* START Selection *

Case Study: Tamera
a ~170 person community in rural Portugal dedicated to exploring love, intimacy, and governance
Editor’s note (Gillian): this is a guest post from Sharon Avraham, founder of Togather, where he has been documenting intentional communities over 15+ years.
At Supernuclear we feel we have to wrestle with the common misconceptions about communal living, exemplified in a recent NY Times comic by Alison Bechdel. So we don’t often feature communities like the one below, which plays into some of the stereotypes.
Yet leaving Tamera out of our canon of case studies would be a mistake. It is renowned for its staying power (30+ years), its reach (thousands of people have lived and attended workshops here) and for its reputation as a sex-positive enclave. Their radical approach to governance and sexuality is not for everyone, but many see it as transformative. We’re grateful to Sharon for this deep dive with insights from the founders and some long term residents.
Founded: 1995
Location: Alentejo region, southern Portugal
Ownership: Two nonprofit associations, joint ownership
Size: 335 acres, up to 250 residents
Governance: Weekly plenary; Finance Council (vision) + Finance Committee (day-to-day)
My first encounter with Tamera was in 2019, at a gathering of indigenous leaders following the Standing Rock campaign, an event called Defend the Sacred.
Tamera is an eco-village building an alternative life, exploring how love and intimacy can strengthen communities, alongside deep ecology and a global mindset toward activism. I was caught off guard by how seriously people took all of it. I kept coming back in the years that followed. Tamera is one of the few places I have found, across fifteen years of fieldwork, where the question of what it actually takes to build a different kind of life together has been treated not as a theory but as a decades-long, ongoing test.
The project had started in the late 70s in a rented farmhouse in southern Germany, with twelve people paying 500 marks (about $290) a month. Sabine Lichtenfels and Dieter Duhm had come from the political left with one central question: what kind of culture actually produces no war? Half the day was research, the other half was figuring out whether twelve people with strong ideas could actually live together, which turned out to be its own research project.
“We noticed that the story of competition and all those things are quite deep. If we want to build a free university and community, we have to focus also on the social questions.”
Sabine Lichtenfels, cofounder
The group moved through Germany and then Austria for fifteen years. By 1994 Sabine felt the need to move due to rising criticism in the local media framing them as a sex commune and prices going up, and she went searching for land elsewhere.
When I sat with co-founder Sabine Lichtenfels in a community building she calls the Grace House, she walked me through how they found the land. It was 1994, a piece of farmland in the Alentejo region of southern Portugal. The owner could no longer afford to maintain it, and a local shepherd had walked her to a spring on the property. She sat there for a while.
“It was fully clear. This is the place where we are called to be.”
The bank was days away from taking it, and she had one week to commit to 335 acres. She called her community. They decided to go for it.

* END Selection *
* START Data excerpts *

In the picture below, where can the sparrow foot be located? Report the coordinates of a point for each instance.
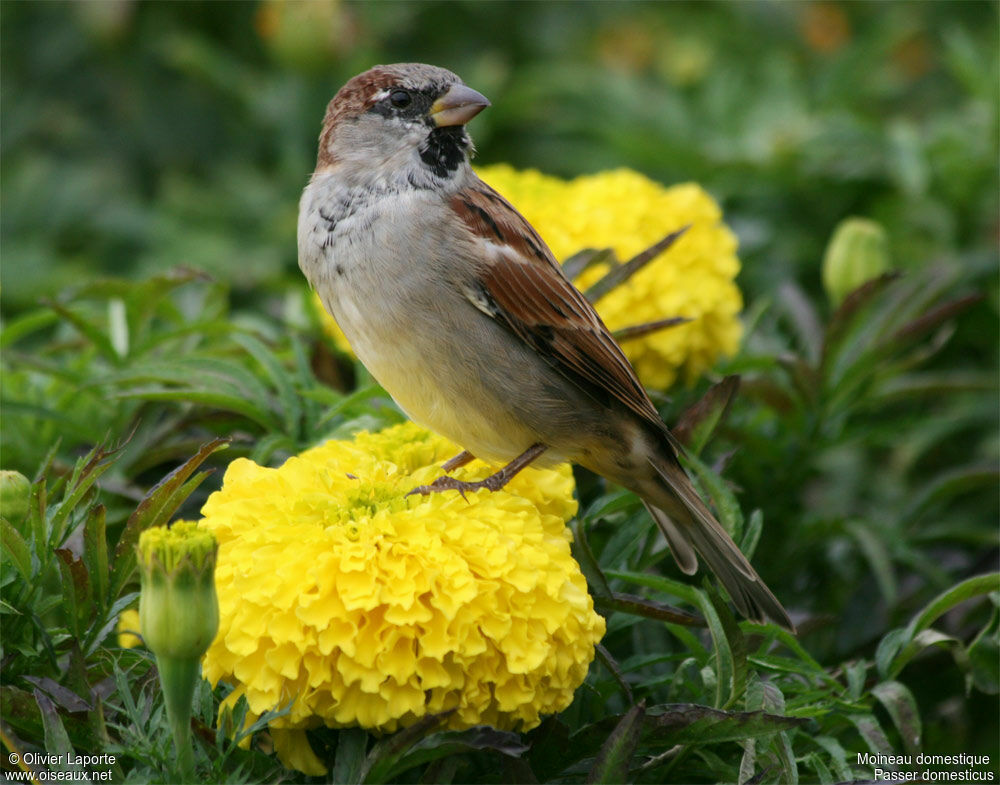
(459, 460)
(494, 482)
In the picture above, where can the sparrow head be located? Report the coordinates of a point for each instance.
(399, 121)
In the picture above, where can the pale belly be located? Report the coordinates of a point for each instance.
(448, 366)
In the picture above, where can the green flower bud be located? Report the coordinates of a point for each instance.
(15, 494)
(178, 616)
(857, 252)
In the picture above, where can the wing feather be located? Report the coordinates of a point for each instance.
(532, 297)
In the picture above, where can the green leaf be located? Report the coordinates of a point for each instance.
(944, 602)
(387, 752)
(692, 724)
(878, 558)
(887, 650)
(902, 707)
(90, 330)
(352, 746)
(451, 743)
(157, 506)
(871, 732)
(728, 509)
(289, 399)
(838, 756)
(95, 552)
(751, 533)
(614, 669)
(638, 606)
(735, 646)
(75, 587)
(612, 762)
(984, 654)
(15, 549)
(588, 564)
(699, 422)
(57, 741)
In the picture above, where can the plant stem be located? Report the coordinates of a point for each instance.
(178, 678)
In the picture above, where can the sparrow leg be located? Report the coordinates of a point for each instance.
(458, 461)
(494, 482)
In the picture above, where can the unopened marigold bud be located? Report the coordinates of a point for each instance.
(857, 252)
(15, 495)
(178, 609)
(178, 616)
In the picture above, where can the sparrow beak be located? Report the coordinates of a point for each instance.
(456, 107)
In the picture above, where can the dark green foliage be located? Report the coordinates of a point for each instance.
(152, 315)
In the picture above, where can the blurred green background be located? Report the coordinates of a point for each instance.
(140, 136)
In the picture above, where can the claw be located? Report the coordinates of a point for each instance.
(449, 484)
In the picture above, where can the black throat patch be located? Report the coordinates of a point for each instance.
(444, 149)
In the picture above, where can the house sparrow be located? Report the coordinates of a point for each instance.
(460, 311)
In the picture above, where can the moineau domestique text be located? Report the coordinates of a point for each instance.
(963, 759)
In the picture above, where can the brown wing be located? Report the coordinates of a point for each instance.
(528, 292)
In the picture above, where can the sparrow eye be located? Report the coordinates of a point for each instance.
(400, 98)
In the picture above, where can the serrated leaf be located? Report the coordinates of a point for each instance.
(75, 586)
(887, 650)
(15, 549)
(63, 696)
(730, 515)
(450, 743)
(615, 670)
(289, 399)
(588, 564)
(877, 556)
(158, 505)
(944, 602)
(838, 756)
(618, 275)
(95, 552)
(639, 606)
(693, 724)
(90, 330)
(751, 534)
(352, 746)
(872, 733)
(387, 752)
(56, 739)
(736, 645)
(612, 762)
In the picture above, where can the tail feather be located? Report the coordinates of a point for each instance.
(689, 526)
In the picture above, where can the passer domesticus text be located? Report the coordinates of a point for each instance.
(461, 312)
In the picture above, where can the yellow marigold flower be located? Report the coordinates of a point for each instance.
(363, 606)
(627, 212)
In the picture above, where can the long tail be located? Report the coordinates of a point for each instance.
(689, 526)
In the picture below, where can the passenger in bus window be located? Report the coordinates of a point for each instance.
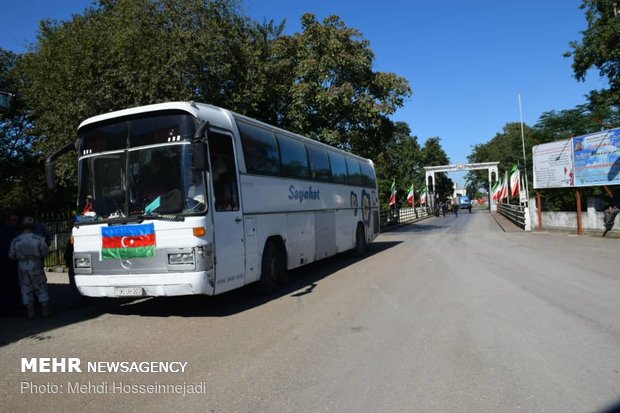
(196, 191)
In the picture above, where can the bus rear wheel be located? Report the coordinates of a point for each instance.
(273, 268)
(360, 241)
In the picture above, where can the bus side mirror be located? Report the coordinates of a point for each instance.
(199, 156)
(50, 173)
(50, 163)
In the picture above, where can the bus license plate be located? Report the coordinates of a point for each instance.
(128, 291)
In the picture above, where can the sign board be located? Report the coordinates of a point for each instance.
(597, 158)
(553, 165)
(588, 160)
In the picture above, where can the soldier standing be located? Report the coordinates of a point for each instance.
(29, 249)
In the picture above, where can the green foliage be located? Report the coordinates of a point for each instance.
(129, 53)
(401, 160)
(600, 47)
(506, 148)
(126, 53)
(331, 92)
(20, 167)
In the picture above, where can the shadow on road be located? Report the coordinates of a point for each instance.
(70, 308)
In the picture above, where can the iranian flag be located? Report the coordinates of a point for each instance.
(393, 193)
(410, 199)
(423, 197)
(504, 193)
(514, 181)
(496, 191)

* END Data excerpts *

• _Stated problem_
Translate this sentence from the case study on Tamera into Spanish: "The group moved through Germany and then Austria for fifteen years." The lines after the case study are not needed.

• _Expected answer_
El grupo se desplazó por Alemania y luego por Austria durante quince años.